- **YOUR TASK**:
Apart from the images, repeat the data below exactly as written.

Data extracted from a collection
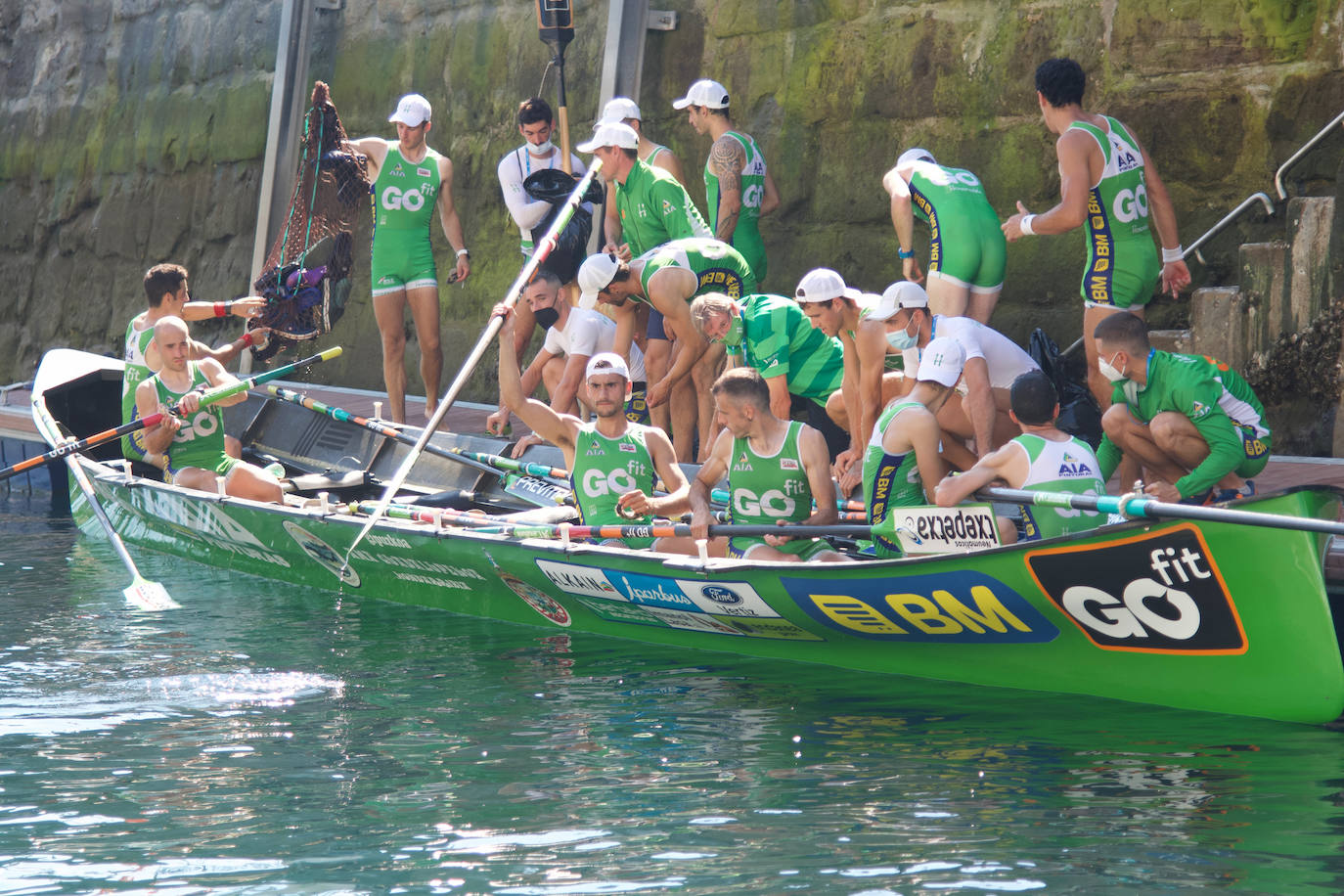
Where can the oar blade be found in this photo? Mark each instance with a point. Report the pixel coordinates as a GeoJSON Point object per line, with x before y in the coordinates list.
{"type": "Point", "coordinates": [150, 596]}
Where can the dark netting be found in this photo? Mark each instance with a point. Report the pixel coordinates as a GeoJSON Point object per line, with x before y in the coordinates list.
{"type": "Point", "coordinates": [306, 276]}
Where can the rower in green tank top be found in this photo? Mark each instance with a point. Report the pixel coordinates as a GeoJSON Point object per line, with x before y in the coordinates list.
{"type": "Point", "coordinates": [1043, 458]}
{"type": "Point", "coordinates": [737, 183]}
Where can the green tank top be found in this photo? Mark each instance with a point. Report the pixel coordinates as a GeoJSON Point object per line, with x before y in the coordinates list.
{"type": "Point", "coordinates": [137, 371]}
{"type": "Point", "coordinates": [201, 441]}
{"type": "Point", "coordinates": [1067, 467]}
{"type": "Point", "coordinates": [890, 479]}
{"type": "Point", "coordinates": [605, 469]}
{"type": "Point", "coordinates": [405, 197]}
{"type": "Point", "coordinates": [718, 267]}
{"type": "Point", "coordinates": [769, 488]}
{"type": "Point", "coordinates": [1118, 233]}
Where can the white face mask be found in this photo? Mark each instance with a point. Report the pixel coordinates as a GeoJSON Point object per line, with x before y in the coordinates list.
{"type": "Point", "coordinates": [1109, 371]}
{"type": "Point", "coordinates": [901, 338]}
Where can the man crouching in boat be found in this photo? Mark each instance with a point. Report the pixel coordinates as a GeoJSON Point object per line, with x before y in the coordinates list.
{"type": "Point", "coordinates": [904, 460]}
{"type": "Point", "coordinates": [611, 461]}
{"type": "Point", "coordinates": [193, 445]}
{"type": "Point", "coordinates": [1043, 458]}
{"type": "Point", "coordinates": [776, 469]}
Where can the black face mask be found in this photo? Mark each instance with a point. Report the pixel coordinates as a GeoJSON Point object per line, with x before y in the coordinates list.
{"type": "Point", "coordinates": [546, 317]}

- **ANSWER AREA**:
Where can the oar blade be found in this photo? Mark each instance with a point. Report the pixel coordinates as a GeoJSON Point object per line, with x before y in the coordinates list.
{"type": "Point", "coordinates": [150, 596]}
Where can the dark netting be found in this photo? Mark each instance with a point. Report the pixel coordinates as a GeoJSON Point object per line, with x before y in the coordinates list.
{"type": "Point", "coordinates": [306, 276]}
Where can the rower in green tank top be found in this photo? Mark each instance with a point. Report the pixel coordinates as a GeoJSON Point object per line, with x before y in the coordinates list.
{"type": "Point", "coordinates": [1043, 458]}
{"type": "Point", "coordinates": [737, 183]}
Where can the green tank top be found in this photo? Mark each instance with a point. Report the pixel coordinates as a GeoJSON Point object per line, with x before y in the coordinates list.
{"type": "Point", "coordinates": [137, 371]}
{"type": "Point", "coordinates": [201, 441]}
{"type": "Point", "coordinates": [1067, 467]}
{"type": "Point", "coordinates": [890, 479]}
{"type": "Point", "coordinates": [605, 469]}
{"type": "Point", "coordinates": [405, 197]}
{"type": "Point", "coordinates": [718, 267]}
{"type": "Point", "coordinates": [769, 488]}
{"type": "Point", "coordinates": [1118, 233]}
Where can the white face mask be found in this photo? Mark each instance with a point. Report the pixel coordinates as a GeoJSON Point object per line, with x before y in the coordinates list.
{"type": "Point", "coordinates": [1109, 371]}
{"type": "Point", "coordinates": [901, 338]}
Where can the man crouching in boat be found in this photo? Mark each instance with a point. Report the pixel coordinates as a GeoJSON Point object per line, with x before y in the coordinates list.
{"type": "Point", "coordinates": [904, 460]}
{"type": "Point", "coordinates": [611, 461]}
{"type": "Point", "coordinates": [193, 445]}
{"type": "Point", "coordinates": [1043, 458]}
{"type": "Point", "coordinates": [776, 469]}
Where can the black face mask be found in this photo? Mark each instance with a point. Report the pixel coordinates as a GeoJSON Point object per line, with x before y in the coordinates list.
{"type": "Point", "coordinates": [546, 317]}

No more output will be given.